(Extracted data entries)

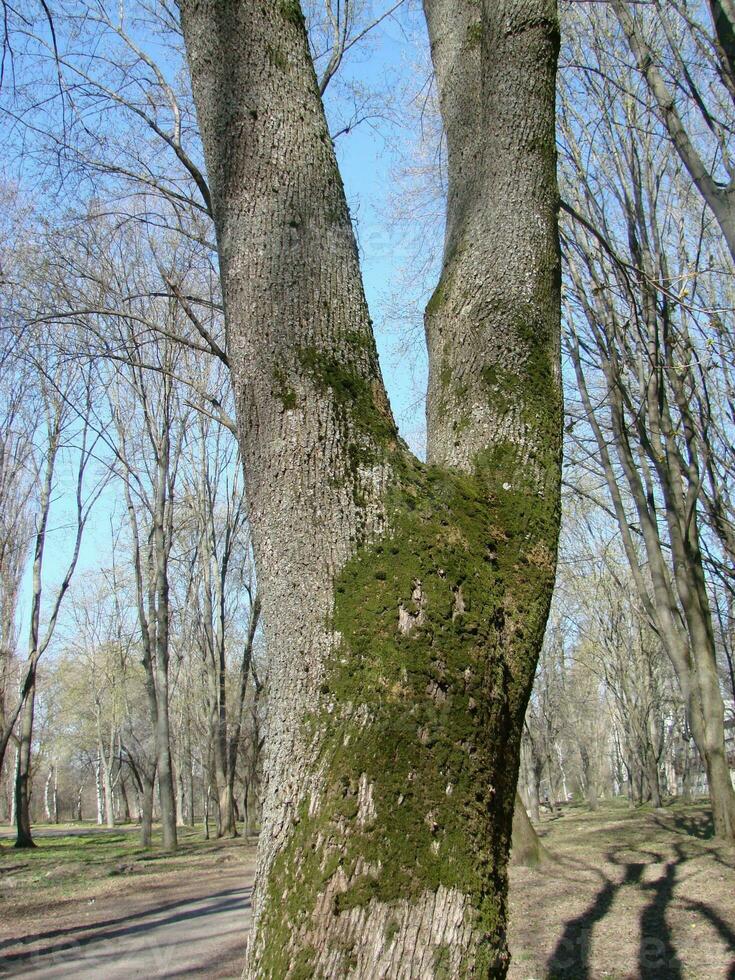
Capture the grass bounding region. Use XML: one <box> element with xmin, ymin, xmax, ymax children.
<box><xmin>0</xmin><ymin>824</ymin><xmax>255</xmax><ymax>913</ymax></box>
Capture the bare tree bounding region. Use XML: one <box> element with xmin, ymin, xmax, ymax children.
<box><xmin>179</xmin><ymin>404</ymin><xmax>259</xmax><ymax>837</ymax></box>
<box><xmin>10</xmin><ymin>367</ymin><xmax>103</xmax><ymax>848</ymax></box>
<box><xmin>559</xmin><ymin>8</ymin><xmax>735</xmax><ymax>837</ymax></box>
<box><xmin>609</xmin><ymin>0</ymin><xmax>735</xmax><ymax>262</ymax></box>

**Required work:** Would you return the entries verbatim, minus any images?

**Your response:**
Capture the grass bounding region. Use XML: one <box> element with xmin, ymin, xmax, ymax children.
<box><xmin>0</xmin><ymin>824</ymin><xmax>255</xmax><ymax>913</ymax></box>
Capture the bare tree bounding region. Use XML: one <box> element with xmin, ymin, xmax, ymax children.
<box><xmin>179</xmin><ymin>404</ymin><xmax>259</xmax><ymax>837</ymax></box>
<box><xmin>10</xmin><ymin>367</ymin><xmax>103</xmax><ymax>848</ymax></box>
<box><xmin>559</xmin><ymin>8</ymin><xmax>735</xmax><ymax>837</ymax></box>
<box><xmin>609</xmin><ymin>0</ymin><xmax>735</xmax><ymax>262</ymax></box>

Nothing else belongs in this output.